Sears Holdings (SHLD) annual meeting was a bit anti-climactic yet reassuring. Note to Chairman Lampert, stop having it around Berkshire (BRK.A) weekend, you get drowned out by the Buffett extravaganza in Omaha.

Onto the meeting. As we have discussed here countless times Sears need to leverage its brands and improve it internet presence. Both seem to be a priority and even better, both are seeing signs of real progress.

From the WSJ:

While Mr. Lampert expects that most Sears sales will continue to occur in brick and mortar stores, he said he would increase investment in Internet experiments. His goal, he said, is to capture the attention of shoppers at the crucial moment when they begin to discuss purchases with friends on social-media Web sites and to research buying choices online.

“We want to make sure we don’t become completely irrelevant as people’s way of making decisions changes,” he said, adding, “The goal is not just survival, it’s progress.”

Note: Sears Web sites will offer more than 3 million products in 2009, up from 500,000 in 2008

It continues:

But there were hopeful signs, including a spike in the company’s already leading share of the appliance market last year to 34.6% from about 30%. That share continued to increase in the first quarter of this year, company officials said.

Mr. Lampert said he expected Sears’s exclusive Kenmore appliance and Craftsman tool brands to leverage their size better by developing innovative products.

“Historically, we have been way too passive,” he said. He added that he didn’t see Sears’s lack of production ability as a hindrance. “Nike doesn’t own manufacturing,” he said.

This is a telling quote because it possibly signals brands like DieHard, Craftsmen and Kenmore might possibly be sold in outlets other than Sears or Kmart. The constant debate is whether selling them outside of Sears owned properties would lead to further erosion of foot traffic. Too some extent it would but, would that be offset by the increased sales of merchandise? For Craftsmen, it think having them in Home Depot (HD) and Lowe’s (LOW) is a no brainer. Drills, screwdrivers and pliers are more of a commodity purchase than a $1000 appliance. For that reason, people will make the special trip to a Sears to get the washer/dryer but probably not to get a socket set that can be purchases around the corner at another location.

DATA EXTRACT ▸
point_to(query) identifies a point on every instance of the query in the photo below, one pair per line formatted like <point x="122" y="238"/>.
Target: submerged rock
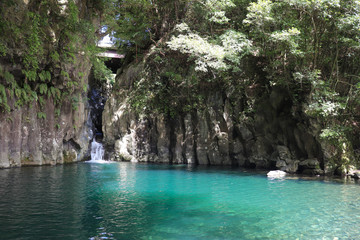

WHAT IS ASKED ▸
Answer from the Sears meeting post:
(a) How many products will Sears Web sites offer in 2009, and how many did they offer in 2008?
(b) Sears's share of the appliance market rose to what figure last year, and from roughly what figure?
(c) Which company did Mr. Lampert cite as not owning manufacturing?
Draw only on the Sears meeting post as your source, not on the data.

RESPONSE ▸
(a) More than 3 million in 2009, up from 500,000 in 2008.
(b) It rose to 34.6%, from about 30%.
(c) Nike.